BEGIN Given entries

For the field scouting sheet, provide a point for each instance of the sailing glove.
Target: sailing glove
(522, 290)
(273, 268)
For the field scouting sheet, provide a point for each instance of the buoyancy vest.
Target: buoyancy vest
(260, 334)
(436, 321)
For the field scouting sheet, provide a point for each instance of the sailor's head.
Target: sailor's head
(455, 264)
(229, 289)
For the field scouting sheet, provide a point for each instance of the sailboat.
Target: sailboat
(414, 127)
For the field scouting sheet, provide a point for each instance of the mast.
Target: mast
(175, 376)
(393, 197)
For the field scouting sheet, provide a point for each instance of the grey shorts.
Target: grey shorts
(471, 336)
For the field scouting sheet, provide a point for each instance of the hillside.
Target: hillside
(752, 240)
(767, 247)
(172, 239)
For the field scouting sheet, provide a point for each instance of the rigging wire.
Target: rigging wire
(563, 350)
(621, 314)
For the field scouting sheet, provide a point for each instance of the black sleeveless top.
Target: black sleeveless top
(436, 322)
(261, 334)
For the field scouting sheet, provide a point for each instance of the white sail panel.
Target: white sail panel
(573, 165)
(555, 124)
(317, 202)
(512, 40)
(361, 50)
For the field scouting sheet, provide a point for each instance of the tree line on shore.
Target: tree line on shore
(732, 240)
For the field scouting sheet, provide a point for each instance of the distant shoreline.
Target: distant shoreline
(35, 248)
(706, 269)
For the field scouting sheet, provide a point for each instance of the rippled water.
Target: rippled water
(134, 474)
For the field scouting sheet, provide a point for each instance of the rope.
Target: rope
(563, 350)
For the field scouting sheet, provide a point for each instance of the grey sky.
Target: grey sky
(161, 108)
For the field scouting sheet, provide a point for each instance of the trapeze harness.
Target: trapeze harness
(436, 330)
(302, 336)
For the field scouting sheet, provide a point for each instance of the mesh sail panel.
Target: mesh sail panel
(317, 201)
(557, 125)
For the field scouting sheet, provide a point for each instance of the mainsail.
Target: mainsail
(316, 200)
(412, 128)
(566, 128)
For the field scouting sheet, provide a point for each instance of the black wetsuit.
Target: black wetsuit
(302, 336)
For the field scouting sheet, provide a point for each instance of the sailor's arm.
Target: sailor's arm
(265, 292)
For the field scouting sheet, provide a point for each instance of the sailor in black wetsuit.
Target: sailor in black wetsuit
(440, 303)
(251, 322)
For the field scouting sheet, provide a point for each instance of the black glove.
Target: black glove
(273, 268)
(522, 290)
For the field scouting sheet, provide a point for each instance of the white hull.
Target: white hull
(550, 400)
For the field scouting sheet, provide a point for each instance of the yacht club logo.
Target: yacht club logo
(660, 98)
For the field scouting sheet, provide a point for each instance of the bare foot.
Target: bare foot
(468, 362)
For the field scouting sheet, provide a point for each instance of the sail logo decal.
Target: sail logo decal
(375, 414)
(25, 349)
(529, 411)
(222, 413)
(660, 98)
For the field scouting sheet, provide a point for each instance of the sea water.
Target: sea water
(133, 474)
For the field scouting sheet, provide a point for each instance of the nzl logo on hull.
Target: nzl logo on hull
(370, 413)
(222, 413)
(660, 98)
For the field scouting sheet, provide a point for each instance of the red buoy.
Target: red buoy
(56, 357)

END Given entries

**What you are asked to do:**
Everything from the line containing "Target: bare foot" to the final line of the entries above should be output exactly, and nothing more.

**Response for this exercise:**
Target: bare foot
(468, 362)
For the field scouting sheet, provide a point for each instance of the sail logo decal.
Target: sail logo decal
(375, 414)
(25, 349)
(529, 411)
(222, 413)
(660, 98)
For the field scouting sheet, provide a point for each instance of the sea water.
Target: sea water
(133, 474)
For the field scouting sheet, provide a point for each instance of the nzl logo on hull.
Target: nzl logo on hull
(370, 413)
(222, 413)
(660, 98)
For the field scouting sheet, provide a point for each instance of the red buoy.
Target: red buoy
(56, 357)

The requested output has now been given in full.